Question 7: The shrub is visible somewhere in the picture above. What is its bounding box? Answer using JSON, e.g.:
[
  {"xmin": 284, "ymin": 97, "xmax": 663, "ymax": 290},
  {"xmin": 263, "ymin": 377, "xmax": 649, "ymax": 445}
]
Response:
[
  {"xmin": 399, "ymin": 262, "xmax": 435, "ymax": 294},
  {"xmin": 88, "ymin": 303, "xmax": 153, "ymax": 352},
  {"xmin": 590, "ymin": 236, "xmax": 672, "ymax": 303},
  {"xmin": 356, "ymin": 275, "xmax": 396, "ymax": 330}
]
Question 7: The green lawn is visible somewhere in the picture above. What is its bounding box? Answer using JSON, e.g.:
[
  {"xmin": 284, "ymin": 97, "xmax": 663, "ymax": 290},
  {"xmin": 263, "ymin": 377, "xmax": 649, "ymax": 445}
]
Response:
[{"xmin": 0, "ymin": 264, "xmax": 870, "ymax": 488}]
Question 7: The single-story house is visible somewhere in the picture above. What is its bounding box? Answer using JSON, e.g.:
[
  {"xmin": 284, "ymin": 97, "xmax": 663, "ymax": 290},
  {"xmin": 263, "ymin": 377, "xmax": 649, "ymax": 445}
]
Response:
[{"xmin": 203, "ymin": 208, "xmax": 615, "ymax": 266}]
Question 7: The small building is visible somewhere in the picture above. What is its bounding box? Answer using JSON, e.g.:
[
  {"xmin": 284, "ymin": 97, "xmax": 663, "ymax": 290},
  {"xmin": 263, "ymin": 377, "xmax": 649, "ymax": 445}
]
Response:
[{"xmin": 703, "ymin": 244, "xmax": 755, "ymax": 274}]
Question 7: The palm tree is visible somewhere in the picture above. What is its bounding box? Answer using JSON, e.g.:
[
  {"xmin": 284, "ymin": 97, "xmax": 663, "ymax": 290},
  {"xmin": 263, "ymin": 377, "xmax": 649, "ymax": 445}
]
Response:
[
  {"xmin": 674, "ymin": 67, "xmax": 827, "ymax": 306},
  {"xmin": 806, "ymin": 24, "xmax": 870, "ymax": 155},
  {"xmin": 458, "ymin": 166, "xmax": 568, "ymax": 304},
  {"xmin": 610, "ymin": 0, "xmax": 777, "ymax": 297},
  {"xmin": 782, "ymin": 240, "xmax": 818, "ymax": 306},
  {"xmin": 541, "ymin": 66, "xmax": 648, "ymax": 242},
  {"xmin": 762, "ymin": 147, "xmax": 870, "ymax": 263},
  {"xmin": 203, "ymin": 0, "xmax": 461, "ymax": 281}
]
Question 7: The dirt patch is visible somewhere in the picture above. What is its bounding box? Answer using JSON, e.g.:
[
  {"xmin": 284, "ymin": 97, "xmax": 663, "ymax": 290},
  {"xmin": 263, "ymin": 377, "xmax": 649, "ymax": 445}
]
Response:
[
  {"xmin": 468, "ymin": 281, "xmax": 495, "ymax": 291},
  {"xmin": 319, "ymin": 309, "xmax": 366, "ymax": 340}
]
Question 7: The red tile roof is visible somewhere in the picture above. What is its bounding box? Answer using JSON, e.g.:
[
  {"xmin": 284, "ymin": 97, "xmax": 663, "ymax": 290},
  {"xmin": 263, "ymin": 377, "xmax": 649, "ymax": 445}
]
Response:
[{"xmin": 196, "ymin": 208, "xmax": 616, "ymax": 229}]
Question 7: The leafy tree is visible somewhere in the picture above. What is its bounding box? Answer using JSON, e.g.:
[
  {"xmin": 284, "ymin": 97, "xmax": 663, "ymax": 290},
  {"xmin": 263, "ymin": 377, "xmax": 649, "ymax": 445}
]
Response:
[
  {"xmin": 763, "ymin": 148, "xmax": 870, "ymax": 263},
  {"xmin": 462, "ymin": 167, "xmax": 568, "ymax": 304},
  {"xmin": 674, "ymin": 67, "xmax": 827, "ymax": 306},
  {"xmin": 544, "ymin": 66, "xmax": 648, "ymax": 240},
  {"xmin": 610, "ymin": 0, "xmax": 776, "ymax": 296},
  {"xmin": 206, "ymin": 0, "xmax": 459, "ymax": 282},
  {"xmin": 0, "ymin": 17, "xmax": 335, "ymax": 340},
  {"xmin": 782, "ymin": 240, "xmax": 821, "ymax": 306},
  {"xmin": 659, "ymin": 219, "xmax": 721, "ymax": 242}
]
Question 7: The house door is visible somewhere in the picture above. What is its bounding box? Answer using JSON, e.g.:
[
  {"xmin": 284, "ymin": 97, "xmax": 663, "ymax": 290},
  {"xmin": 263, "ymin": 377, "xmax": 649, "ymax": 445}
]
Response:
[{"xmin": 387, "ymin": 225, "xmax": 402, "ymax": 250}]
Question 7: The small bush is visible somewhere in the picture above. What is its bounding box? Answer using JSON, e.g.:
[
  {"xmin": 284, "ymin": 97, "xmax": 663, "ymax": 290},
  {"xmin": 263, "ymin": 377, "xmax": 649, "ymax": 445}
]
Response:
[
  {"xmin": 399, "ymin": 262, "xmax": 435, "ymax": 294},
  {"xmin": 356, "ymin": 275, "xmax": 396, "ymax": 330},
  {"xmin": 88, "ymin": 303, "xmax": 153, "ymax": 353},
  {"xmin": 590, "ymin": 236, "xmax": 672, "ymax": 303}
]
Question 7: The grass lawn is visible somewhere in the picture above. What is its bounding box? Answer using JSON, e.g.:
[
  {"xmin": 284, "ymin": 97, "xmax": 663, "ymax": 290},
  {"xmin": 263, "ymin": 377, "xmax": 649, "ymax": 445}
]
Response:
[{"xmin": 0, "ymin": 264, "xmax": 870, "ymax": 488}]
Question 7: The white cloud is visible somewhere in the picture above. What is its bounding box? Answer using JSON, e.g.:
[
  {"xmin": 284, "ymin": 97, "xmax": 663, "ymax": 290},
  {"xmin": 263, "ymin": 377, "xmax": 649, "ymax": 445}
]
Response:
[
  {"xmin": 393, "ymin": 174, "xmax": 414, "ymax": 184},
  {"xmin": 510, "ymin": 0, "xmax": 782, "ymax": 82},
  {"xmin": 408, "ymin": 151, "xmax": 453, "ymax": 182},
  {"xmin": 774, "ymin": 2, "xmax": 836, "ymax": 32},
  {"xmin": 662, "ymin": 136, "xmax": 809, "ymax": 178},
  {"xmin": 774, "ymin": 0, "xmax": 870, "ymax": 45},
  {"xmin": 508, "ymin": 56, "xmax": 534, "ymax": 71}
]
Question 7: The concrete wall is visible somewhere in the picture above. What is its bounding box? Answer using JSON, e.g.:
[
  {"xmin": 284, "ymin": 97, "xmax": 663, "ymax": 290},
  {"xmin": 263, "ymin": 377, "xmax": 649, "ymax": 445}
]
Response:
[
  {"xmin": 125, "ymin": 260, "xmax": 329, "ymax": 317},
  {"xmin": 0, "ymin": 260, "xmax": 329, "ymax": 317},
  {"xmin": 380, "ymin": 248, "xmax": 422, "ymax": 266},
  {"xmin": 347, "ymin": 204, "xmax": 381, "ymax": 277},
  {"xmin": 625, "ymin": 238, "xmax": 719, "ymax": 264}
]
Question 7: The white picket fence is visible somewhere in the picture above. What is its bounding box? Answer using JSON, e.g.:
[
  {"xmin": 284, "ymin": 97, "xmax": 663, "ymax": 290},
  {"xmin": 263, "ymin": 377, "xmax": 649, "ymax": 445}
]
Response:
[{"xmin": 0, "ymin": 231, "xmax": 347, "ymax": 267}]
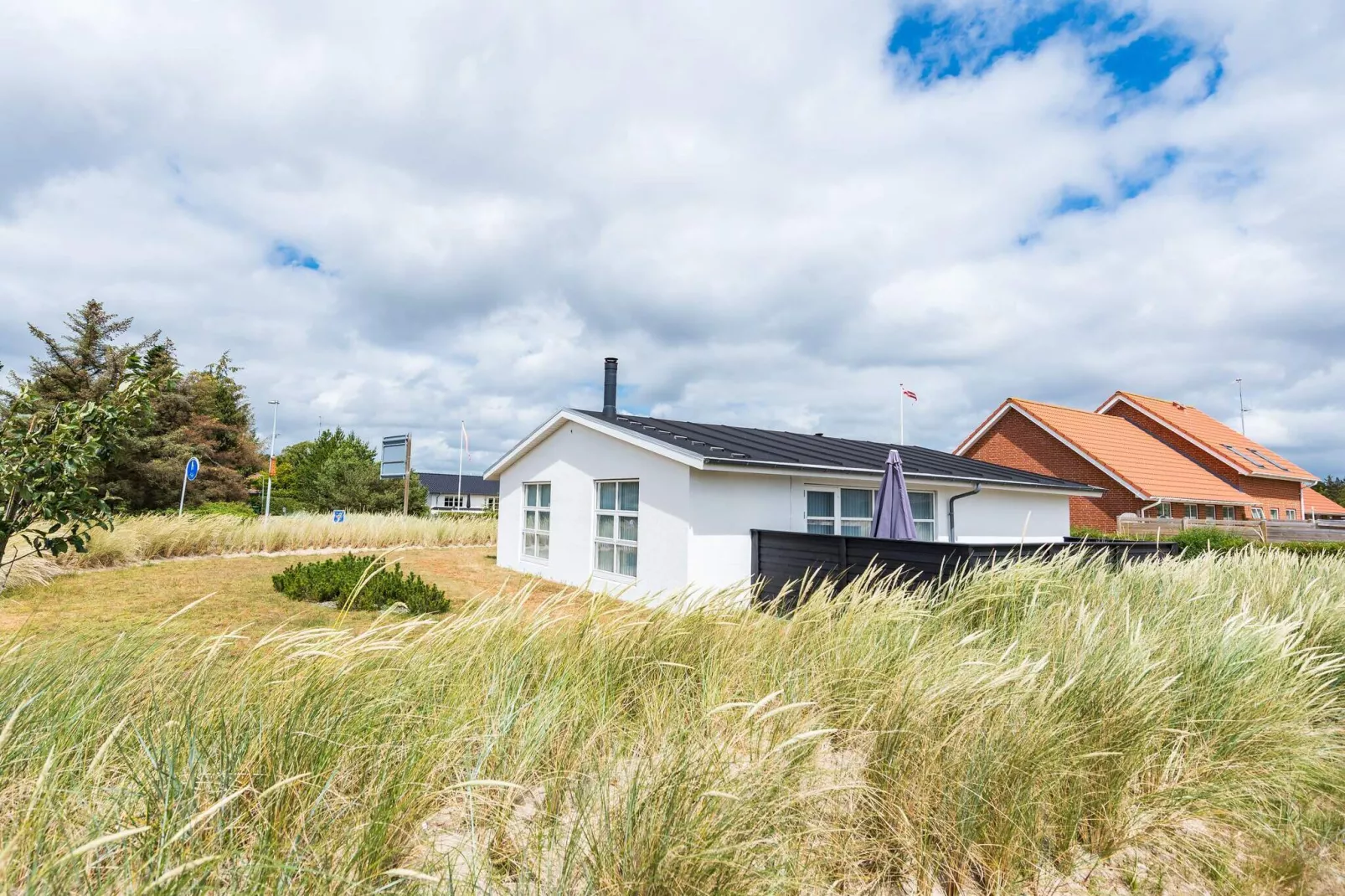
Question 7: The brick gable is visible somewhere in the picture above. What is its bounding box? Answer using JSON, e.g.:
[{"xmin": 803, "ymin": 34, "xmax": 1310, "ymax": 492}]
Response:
[{"xmin": 961, "ymin": 408, "xmax": 1143, "ymax": 532}]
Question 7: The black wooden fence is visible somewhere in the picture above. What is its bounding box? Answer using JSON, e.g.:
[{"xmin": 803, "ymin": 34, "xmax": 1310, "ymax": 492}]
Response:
[{"xmin": 752, "ymin": 528, "xmax": 1181, "ymax": 610}]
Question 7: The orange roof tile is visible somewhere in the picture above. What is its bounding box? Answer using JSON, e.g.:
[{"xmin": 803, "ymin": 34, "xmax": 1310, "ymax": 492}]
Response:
[
  {"xmin": 1303, "ymin": 486, "xmax": 1345, "ymax": 517},
  {"xmin": 1007, "ymin": 399, "xmax": 1252, "ymax": 504},
  {"xmin": 1099, "ymin": 392, "xmax": 1317, "ymax": 481}
]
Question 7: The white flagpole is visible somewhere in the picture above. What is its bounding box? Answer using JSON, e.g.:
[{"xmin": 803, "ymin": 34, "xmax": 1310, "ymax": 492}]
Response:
[
  {"xmin": 897, "ymin": 382, "xmax": 906, "ymax": 445},
  {"xmin": 457, "ymin": 420, "xmax": 466, "ymax": 510}
]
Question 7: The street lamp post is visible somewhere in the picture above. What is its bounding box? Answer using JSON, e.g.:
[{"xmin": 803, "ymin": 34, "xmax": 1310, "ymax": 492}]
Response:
[{"xmin": 262, "ymin": 401, "xmax": 280, "ymax": 523}]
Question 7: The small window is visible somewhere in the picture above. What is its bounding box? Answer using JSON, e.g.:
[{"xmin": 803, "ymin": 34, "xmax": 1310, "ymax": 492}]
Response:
[
  {"xmin": 523, "ymin": 481, "xmax": 551, "ymax": 559},
  {"xmin": 806, "ymin": 490, "xmax": 837, "ymax": 535},
  {"xmin": 1224, "ymin": 443, "xmax": 1265, "ymax": 470},
  {"xmin": 593, "ymin": 479, "xmax": 640, "ymax": 579},
  {"xmin": 804, "ymin": 488, "xmax": 876, "ymax": 538},
  {"xmin": 1247, "ymin": 448, "xmax": 1289, "ymax": 472},
  {"xmin": 841, "ymin": 488, "xmax": 873, "ymax": 538},
  {"xmin": 910, "ymin": 491, "xmax": 935, "ymax": 541}
]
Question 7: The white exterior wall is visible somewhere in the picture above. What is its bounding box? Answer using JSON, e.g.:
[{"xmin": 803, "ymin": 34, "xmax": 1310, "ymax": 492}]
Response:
[{"xmin": 497, "ymin": 422, "xmax": 691, "ymax": 597}]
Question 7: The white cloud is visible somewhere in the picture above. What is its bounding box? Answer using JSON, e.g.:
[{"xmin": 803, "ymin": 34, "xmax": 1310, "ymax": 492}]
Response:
[{"xmin": 0, "ymin": 0, "xmax": 1345, "ymax": 474}]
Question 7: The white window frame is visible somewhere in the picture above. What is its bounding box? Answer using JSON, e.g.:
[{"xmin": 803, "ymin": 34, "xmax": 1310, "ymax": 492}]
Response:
[
  {"xmin": 519, "ymin": 481, "xmax": 554, "ymax": 564},
  {"xmin": 590, "ymin": 479, "xmax": 640, "ymax": 581},
  {"xmin": 803, "ymin": 486, "xmax": 879, "ymax": 538},
  {"xmin": 803, "ymin": 484, "xmax": 939, "ymax": 541}
]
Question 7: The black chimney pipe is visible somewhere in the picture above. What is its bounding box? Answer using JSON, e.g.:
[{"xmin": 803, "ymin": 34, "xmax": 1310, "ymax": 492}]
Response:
[{"xmin": 602, "ymin": 358, "xmax": 616, "ymax": 420}]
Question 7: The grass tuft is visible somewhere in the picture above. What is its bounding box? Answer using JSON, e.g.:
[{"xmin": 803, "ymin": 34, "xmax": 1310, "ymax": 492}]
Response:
[{"xmin": 0, "ymin": 552, "xmax": 1345, "ymax": 896}]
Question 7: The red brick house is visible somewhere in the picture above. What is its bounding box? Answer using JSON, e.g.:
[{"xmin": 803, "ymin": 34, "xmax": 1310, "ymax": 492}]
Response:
[
  {"xmin": 1097, "ymin": 392, "xmax": 1317, "ymax": 519},
  {"xmin": 954, "ymin": 399, "xmax": 1254, "ymax": 532}
]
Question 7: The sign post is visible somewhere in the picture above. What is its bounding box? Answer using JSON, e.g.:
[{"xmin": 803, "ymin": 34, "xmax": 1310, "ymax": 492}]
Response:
[
  {"xmin": 178, "ymin": 457, "xmax": 200, "ymax": 517},
  {"xmin": 378, "ymin": 433, "xmax": 411, "ymax": 517}
]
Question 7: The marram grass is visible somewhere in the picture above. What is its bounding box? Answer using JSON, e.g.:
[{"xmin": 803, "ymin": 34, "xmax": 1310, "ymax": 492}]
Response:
[{"xmin": 0, "ymin": 553, "xmax": 1345, "ymax": 894}]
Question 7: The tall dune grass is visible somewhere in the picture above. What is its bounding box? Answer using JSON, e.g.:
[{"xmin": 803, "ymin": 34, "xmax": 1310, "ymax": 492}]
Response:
[
  {"xmin": 0, "ymin": 553, "xmax": 1345, "ymax": 894},
  {"xmin": 3, "ymin": 514, "xmax": 495, "ymax": 583}
]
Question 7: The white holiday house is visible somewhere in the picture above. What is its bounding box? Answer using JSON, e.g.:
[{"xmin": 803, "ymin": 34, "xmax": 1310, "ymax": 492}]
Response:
[{"xmin": 484, "ymin": 358, "xmax": 1101, "ymax": 596}]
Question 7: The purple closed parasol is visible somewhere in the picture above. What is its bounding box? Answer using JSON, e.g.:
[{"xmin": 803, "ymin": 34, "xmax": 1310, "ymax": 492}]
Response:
[{"xmin": 870, "ymin": 448, "xmax": 916, "ymax": 541}]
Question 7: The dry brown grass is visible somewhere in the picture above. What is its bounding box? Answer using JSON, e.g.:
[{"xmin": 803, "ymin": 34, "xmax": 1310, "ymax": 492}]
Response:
[{"xmin": 0, "ymin": 548, "xmax": 573, "ymax": 634}]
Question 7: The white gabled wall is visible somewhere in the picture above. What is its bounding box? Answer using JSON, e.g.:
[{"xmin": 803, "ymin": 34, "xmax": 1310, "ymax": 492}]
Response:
[
  {"xmin": 497, "ymin": 422, "xmax": 691, "ymax": 596},
  {"xmin": 688, "ymin": 470, "xmax": 794, "ymax": 600}
]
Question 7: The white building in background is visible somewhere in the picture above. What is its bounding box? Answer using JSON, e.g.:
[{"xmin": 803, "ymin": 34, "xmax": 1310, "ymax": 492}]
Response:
[
  {"xmin": 415, "ymin": 472, "xmax": 500, "ymax": 514},
  {"xmin": 484, "ymin": 359, "xmax": 1101, "ymax": 596}
]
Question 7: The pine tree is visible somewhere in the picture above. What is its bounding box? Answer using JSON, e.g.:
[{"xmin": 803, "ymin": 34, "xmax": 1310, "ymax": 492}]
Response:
[{"xmin": 8, "ymin": 299, "xmax": 159, "ymax": 402}]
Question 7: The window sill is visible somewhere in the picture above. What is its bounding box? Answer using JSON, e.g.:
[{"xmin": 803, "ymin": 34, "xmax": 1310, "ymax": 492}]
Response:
[{"xmin": 592, "ymin": 569, "xmax": 639, "ymax": 585}]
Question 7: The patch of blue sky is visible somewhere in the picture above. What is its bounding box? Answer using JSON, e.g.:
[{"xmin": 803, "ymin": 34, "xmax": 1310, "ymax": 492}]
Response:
[
  {"xmin": 1044, "ymin": 147, "xmax": 1185, "ymax": 220},
  {"xmin": 266, "ymin": 242, "xmax": 322, "ymax": 270},
  {"xmin": 888, "ymin": 0, "xmax": 1223, "ymax": 97}
]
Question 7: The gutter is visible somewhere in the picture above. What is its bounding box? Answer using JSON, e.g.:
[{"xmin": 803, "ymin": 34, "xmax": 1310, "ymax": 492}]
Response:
[
  {"xmin": 948, "ymin": 481, "xmax": 981, "ymax": 543},
  {"xmin": 705, "ymin": 456, "xmax": 1105, "ymax": 495}
]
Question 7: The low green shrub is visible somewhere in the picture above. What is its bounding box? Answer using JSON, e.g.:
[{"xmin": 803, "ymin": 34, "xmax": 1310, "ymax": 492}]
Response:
[
  {"xmin": 1163, "ymin": 526, "xmax": 1251, "ymax": 557},
  {"xmin": 187, "ymin": 501, "xmax": 257, "ymax": 519},
  {"xmin": 1271, "ymin": 541, "xmax": 1345, "ymax": 556},
  {"xmin": 271, "ymin": 554, "xmax": 449, "ymax": 614}
]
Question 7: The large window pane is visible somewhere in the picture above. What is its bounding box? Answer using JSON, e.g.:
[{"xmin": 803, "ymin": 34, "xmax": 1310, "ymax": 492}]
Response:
[
  {"xmin": 616, "ymin": 545, "xmax": 636, "ymax": 577},
  {"xmin": 808, "ymin": 491, "xmax": 837, "ymax": 517},
  {"xmin": 841, "ymin": 488, "xmax": 873, "ymax": 519},
  {"xmin": 597, "ymin": 541, "xmax": 616, "ymax": 572}
]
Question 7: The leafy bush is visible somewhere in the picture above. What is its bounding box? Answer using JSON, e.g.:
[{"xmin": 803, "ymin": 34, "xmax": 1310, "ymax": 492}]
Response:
[
  {"xmin": 1163, "ymin": 526, "xmax": 1251, "ymax": 557},
  {"xmin": 271, "ymin": 554, "xmax": 449, "ymax": 614},
  {"xmin": 187, "ymin": 501, "xmax": 257, "ymax": 519},
  {"xmin": 1271, "ymin": 541, "xmax": 1345, "ymax": 556}
]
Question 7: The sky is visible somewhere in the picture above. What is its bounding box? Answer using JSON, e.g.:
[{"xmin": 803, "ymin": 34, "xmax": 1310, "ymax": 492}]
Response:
[{"xmin": 0, "ymin": 0, "xmax": 1345, "ymax": 475}]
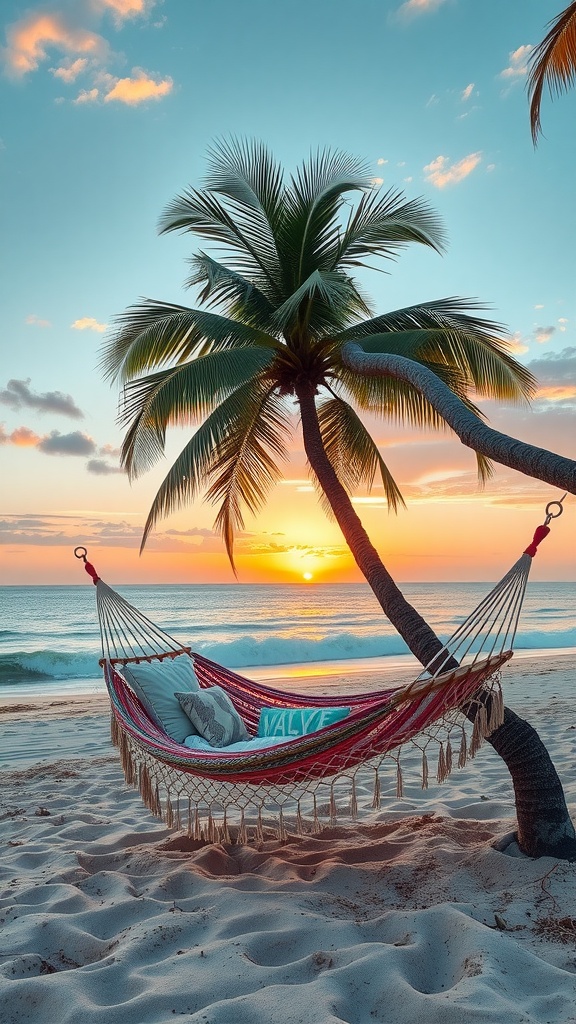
══════════
Pull out each line from the items above that contains the word "fence".

- [Expected answer]
Question 7: The white picket fence is visible somewhere in the picture above. What is its bounding box? Answer using JSON, e.g.:
Question 7: The black wooden fence is visible somewhere in the picture above. What is its bounding box? Answer using JSON, e.g.:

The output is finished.